** START Excerpt **

For this case the loss function is defined as $$ L(\hat{y}, y) = -(y*\log(\hat{y}) + (1-y)\log(1-\hat{y})) $$ When y=1 (we expect $\hat{y}$=1), the loss function will be $ L(\hat{y}, y) = -y\log(\hat{y}) $, in this case, we want the error be minimum, so we want $\hat{y}$ be as large as possible.

In the contrary case, y=0, $ L(\hat{y}, y) = -\log(1-\hat{y}) $, in this case, so we want $\hat{y}$ be as small as possible.

** END Excerpt **

§ Objective A
Summarize the passage on the loss function in two sentences.
§ Objective B
Extend the passage on the loss function, picking up right after its last sentence.
The lines after this point are separate material and have nothing to do with the passage on the loss function.

** START Dataset **

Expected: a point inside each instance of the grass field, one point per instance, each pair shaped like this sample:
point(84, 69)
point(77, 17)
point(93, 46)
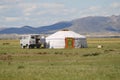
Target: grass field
point(61, 64)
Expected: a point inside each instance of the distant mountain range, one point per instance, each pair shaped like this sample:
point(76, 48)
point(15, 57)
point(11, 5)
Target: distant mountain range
point(90, 24)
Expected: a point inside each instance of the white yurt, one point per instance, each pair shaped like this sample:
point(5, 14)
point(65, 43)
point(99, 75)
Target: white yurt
point(66, 39)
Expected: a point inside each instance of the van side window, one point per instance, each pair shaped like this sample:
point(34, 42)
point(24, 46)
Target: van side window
point(32, 37)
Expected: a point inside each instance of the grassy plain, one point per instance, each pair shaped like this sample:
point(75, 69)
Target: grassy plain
point(61, 64)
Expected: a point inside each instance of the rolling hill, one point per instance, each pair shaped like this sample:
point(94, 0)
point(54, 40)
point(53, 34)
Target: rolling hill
point(90, 24)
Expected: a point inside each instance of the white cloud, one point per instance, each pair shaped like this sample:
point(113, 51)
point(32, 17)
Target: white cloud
point(12, 19)
point(27, 8)
point(115, 5)
point(94, 8)
point(51, 5)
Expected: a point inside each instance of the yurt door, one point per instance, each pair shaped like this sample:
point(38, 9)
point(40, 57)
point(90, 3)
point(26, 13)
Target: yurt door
point(69, 42)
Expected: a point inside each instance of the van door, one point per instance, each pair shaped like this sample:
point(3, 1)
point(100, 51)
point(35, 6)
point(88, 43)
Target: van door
point(69, 42)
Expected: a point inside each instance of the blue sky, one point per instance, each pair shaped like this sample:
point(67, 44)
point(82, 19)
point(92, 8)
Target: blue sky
point(18, 13)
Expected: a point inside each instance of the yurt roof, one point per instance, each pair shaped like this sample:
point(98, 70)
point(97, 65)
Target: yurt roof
point(64, 34)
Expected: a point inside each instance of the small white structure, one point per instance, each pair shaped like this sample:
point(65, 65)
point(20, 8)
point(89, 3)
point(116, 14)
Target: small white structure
point(66, 39)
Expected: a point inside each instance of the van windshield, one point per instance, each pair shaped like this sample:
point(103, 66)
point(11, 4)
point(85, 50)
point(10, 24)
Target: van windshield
point(32, 37)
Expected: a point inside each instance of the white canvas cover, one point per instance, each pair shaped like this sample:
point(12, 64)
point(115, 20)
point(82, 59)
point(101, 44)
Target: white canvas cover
point(57, 40)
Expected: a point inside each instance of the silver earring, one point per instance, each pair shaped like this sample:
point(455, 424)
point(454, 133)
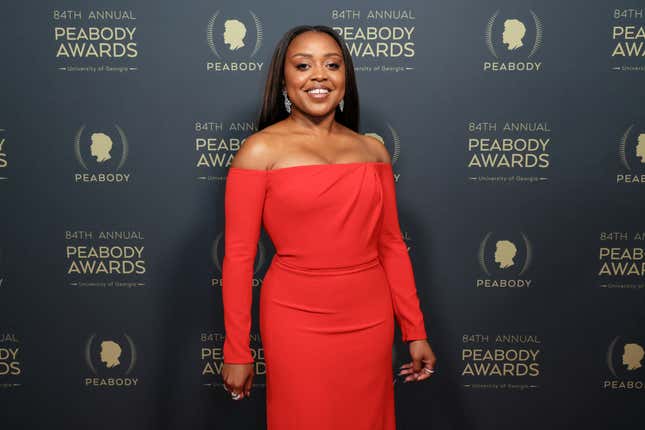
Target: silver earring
point(287, 102)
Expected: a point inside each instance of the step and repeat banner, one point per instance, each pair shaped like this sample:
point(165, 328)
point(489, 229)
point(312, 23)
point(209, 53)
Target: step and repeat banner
point(517, 132)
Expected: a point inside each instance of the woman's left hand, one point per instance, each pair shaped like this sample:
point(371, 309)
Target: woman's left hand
point(422, 357)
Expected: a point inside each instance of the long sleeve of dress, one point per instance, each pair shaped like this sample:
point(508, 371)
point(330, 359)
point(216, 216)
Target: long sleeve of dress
point(244, 203)
point(395, 259)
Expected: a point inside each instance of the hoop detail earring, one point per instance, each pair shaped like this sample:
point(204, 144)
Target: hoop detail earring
point(287, 102)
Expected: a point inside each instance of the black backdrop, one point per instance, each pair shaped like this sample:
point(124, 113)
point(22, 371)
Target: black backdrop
point(518, 178)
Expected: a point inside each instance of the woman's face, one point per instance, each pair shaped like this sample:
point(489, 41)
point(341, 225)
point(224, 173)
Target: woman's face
point(314, 60)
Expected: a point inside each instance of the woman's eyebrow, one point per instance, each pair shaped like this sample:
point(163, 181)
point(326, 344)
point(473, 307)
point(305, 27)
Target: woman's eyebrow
point(303, 54)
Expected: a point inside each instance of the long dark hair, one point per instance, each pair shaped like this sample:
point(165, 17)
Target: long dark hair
point(273, 103)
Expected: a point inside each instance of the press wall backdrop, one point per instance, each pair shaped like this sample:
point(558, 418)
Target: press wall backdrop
point(517, 132)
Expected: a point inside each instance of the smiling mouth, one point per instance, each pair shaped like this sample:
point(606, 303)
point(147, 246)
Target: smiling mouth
point(318, 91)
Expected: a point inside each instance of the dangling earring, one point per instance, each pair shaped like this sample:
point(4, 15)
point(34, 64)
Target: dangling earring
point(287, 102)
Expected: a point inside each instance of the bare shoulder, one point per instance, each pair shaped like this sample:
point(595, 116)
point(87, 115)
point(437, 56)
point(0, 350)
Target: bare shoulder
point(255, 152)
point(376, 148)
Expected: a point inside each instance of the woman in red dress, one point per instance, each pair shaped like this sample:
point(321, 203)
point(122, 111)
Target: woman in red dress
point(341, 275)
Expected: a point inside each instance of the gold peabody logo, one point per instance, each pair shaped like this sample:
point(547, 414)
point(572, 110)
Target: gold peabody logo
point(629, 39)
point(504, 259)
point(217, 256)
point(4, 161)
point(230, 39)
point(10, 364)
point(510, 361)
point(96, 40)
point(625, 363)
point(631, 153)
point(621, 259)
point(104, 152)
point(512, 38)
point(511, 146)
point(211, 356)
point(111, 361)
point(215, 143)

** END Dataset **

§ Task answer A
The loss function is defined as L(ŷ, y) = -(y·log(ŷ) + (1-y)·log(1-ŷ)). When y = 1 it reduces to -y·log(ŷ), so keeping the error minimal means making ŷ as large as possible, and when y = 0 it becomes -log(1-ŷ), so ŷ should be as small as possible.

§ Task answer B
The loss function measures the performance of a single example. To measure the performance of the entire training set, we use cost function, which is the average of the loss function. The cost function J is defined as: $$ J(w, b)=\frac{1}{m} \sum_{i=1}^{m} L\left(y^{(j)}, y^{(i)}\right) $$

Gradient descend

When we train a model the error must be minimum -> find w and b that minimize $J(w,b)$

Cost function

To calculate the best w and b: we initialize w and b, then repeatedly update w and b until find the global minimum. At each step: $$ w := w - \alpha \frac{\partial J}{\partial w}= w-\alpha dw \ b := b - \alpha \frac{\partial J}{\partial w}= w-\alpha db \ $$

where $\alpha$ is the learning rate and $\frac{\partial J}{\partial w}$ is the gradient. When $\frac{\partial J}{\partial w}<0$, the gradient descends, otherwise the gradient ascends.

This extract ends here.